------ EXCERPTED TEXT
The Reformed Congregation of Egypt Church was established in 1734, and a log church was erected in 1764.

The cemetery of the Egypt church contains the graves of many of the region's earliest inhabitants, including 25 veterans of the American Revolutionary War, 15 veterans of the War of 1812, and nine veterans of the American Civil War. Across the street from the church stands Egypt's World War I monument, which honors the 76 men from Egypt who served during that war. Dedicated on June 10, 1923, the centerpiece of the monument is the pressed copper sculpture, Spirit of the American Doughboy, by E. M. Viquesney.

One of the first settlers, John Jacob Mickley (1697–1769), started farming here in 1745.

In 1755, Jacob Kohler established a gristmill, located along Coplay Creek just south of the church. The Troxell-Steckel House, which was built in Egypt in 1756, is one of the oldest buildings in Lehigh County and is today operated as a museum and historic site by the Lehigh County Historical Society. The Egypt area was also the location of Fort Deshler, a French and Indian War era frontier fort established in 1760 to protect settlers from Indian attacks. The fort, which was near the present intersection of PA Route 145 and Chestnut Street, stood until about 1940. The site is commemorated by a Pennsylvania Historical and Museum Commission marker. A granite marker, located just outside Egypt at Scheidy's Road and Spring Street in North Whitehall Township, commemorates the last Indian attack in Lehigh County, which occurred on October 8, 1763, when nine settlers were murdered.
------------
WHAT YOU ARE ASKED TO DO: Pick up the history of Egypt in Lehigh County above and keep writing it from the end of its last sentence.
------ EXCERPTED DATA
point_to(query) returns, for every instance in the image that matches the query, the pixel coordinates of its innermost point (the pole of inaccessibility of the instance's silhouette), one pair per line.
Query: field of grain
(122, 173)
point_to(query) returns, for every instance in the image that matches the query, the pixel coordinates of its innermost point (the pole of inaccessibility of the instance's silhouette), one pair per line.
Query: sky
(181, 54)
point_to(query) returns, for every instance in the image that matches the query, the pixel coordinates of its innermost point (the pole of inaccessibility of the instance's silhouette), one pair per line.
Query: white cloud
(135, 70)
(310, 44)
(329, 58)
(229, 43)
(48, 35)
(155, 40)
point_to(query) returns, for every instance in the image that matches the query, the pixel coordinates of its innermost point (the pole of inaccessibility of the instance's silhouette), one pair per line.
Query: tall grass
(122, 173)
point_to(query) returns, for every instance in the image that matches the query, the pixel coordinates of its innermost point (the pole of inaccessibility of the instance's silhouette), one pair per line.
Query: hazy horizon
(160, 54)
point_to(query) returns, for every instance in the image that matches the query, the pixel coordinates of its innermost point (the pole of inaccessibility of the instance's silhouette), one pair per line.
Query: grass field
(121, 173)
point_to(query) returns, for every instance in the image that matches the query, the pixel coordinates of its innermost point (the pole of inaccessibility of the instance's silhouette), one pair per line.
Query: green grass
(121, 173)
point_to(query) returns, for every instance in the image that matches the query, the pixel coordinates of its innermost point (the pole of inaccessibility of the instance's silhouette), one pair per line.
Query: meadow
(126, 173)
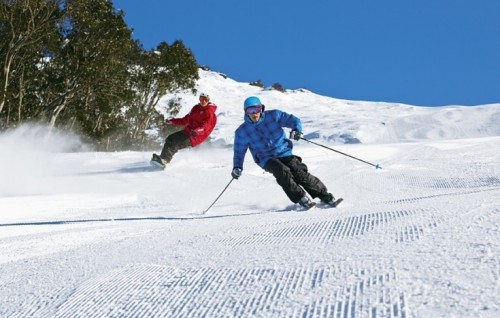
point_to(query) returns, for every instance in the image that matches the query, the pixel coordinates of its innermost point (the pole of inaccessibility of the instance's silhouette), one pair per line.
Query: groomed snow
(91, 234)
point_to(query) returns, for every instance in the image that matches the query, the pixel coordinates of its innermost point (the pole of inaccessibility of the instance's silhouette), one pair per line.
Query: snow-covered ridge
(343, 121)
(94, 234)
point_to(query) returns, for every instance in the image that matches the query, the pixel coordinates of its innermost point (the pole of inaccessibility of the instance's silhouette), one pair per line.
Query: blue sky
(418, 52)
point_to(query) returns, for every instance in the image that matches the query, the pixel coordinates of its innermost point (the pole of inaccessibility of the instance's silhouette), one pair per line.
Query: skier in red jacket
(199, 123)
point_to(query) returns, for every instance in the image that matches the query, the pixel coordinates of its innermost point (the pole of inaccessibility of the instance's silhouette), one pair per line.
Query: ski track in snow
(374, 258)
(106, 235)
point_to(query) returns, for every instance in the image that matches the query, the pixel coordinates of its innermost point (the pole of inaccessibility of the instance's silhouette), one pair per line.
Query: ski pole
(340, 152)
(219, 196)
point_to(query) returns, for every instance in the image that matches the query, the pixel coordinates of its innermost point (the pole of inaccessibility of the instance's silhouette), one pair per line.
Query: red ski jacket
(199, 123)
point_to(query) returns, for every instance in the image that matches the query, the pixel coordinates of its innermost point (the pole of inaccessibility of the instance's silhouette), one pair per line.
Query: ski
(334, 205)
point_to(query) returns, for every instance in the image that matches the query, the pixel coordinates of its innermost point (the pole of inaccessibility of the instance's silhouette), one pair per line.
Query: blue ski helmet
(251, 101)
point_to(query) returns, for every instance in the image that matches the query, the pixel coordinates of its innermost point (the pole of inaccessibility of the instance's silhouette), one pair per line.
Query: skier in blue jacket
(262, 132)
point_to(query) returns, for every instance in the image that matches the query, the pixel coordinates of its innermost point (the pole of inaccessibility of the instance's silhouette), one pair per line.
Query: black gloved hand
(295, 135)
(236, 173)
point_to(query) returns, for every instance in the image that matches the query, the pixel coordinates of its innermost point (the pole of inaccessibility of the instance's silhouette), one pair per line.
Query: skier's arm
(289, 121)
(240, 148)
(180, 121)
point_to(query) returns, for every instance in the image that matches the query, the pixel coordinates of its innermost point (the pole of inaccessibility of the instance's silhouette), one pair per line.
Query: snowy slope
(86, 234)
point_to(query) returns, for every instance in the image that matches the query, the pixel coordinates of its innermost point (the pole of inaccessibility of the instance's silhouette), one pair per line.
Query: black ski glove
(236, 173)
(295, 135)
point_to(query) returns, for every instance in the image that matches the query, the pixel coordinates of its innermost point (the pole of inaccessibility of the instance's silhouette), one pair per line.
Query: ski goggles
(253, 110)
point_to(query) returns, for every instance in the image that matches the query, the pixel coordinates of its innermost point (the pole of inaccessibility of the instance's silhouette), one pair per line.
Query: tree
(27, 29)
(86, 79)
(167, 69)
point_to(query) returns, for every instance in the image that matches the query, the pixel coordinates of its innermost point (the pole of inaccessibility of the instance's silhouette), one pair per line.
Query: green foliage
(73, 64)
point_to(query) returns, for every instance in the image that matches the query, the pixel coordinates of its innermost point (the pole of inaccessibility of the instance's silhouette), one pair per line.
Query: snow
(90, 234)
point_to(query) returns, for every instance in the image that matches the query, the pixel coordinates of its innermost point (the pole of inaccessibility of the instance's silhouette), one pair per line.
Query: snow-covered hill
(104, 235)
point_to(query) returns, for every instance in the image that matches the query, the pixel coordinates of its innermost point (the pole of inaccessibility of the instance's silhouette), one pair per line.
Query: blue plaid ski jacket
(266, 138)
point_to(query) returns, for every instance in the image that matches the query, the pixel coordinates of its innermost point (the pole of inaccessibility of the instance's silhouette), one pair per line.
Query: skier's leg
(174, 143)
(285, 179)
(301, 175)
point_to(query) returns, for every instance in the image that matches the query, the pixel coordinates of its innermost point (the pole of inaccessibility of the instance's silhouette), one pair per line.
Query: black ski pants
(292, 175)
(174, 143)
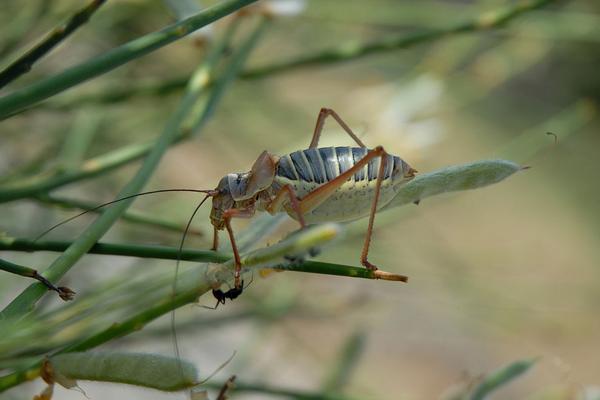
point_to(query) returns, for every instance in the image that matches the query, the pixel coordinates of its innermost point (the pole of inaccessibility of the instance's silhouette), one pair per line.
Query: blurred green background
(498, 274)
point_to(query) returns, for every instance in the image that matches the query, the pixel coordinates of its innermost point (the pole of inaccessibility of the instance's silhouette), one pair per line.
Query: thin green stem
(24, 98)
(345, 52)
(64, 292)
(189, 289)
(171, 253)
(24, 63)
(133, 216)
(265, 389)
(25, 302)
(125, 155)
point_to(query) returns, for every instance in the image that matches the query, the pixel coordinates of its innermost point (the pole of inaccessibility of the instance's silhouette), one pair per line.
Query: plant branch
(190, 288)
(24, 98)
(125, 155)
(265, 389)
(273, 256)
(64, 292)
(24, 63)
(345, 52)
(133, 216)
(25, 302)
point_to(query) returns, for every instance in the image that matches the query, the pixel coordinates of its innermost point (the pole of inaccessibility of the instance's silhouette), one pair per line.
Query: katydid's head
(239, 190)
(402, 170)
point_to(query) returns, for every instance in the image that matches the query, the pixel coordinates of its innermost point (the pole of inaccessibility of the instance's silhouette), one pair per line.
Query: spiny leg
(380, 175)
(215, 245)
(323, 192)
(277, 202)
(323, 114)
(227, 215)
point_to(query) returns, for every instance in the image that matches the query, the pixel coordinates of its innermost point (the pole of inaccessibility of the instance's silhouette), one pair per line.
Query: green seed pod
(147, 370)
(458, 177)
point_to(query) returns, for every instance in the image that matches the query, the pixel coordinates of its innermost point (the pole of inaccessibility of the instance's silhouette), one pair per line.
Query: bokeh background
(496, 275)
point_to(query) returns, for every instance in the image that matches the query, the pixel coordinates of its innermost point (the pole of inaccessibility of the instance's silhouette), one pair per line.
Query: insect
------------
RESPONSE BELOW:
The earliest hotel in the area was the Werley House, which operated from 1796 to 1815.

===19th century===
The first "English school", as opposed to one that taught students in the Pennsylvania German dialect, was founded in 1808. Other early industries in the immediate area included a carriage works, coal yard, bakery, tannery and silk works.

Development of the community was spurred by the organization of the American Improved Cements Company (later American Cement Company), which took over and modernized the older Egypt Mills cement plant, located on the north side of Chestnut Street. In 1884, the company shipped its first load of cement to market using the Ironton Railroad. In 1896, American Cement ran power lines to supply the village of Egypt with electricity from its own power plants.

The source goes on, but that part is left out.